_What is being asked_
If a line below contains the word "light", count it; give only the total.

Region pointing data

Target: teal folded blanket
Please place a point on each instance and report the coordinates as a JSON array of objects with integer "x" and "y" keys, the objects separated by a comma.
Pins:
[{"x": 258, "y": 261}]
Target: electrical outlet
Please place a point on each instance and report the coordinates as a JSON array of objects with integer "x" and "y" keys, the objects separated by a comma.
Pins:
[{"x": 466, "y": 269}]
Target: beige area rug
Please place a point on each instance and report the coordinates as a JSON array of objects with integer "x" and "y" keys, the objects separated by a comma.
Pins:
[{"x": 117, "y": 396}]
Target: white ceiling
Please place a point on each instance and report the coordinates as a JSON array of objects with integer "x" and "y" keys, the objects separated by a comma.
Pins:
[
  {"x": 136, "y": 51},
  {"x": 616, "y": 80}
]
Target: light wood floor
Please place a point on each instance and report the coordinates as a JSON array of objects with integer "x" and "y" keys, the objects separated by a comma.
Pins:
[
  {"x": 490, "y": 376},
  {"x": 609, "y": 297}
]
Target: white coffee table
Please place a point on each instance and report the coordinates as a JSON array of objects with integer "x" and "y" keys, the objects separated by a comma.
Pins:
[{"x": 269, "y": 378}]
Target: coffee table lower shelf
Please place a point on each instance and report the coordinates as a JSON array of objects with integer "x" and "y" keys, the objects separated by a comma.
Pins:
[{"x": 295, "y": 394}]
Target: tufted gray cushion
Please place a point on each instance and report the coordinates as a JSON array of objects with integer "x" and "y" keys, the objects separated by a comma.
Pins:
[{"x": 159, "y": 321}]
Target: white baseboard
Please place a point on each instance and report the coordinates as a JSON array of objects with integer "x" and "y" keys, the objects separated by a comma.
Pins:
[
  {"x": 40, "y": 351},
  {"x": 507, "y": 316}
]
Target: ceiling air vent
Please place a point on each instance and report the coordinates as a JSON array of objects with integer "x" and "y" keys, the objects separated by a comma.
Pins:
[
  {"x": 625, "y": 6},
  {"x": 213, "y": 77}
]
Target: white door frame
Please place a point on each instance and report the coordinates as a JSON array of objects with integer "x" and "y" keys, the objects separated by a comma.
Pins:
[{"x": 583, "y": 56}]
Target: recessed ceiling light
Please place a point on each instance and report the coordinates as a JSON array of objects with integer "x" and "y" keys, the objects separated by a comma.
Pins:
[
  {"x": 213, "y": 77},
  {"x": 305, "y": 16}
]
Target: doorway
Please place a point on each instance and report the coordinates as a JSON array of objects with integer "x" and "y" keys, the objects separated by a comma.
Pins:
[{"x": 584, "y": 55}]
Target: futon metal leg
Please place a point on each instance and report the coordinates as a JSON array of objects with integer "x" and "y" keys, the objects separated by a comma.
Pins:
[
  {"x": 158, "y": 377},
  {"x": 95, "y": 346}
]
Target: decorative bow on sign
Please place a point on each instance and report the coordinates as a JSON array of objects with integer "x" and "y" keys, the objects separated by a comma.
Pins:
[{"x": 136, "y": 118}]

_Finished task_
2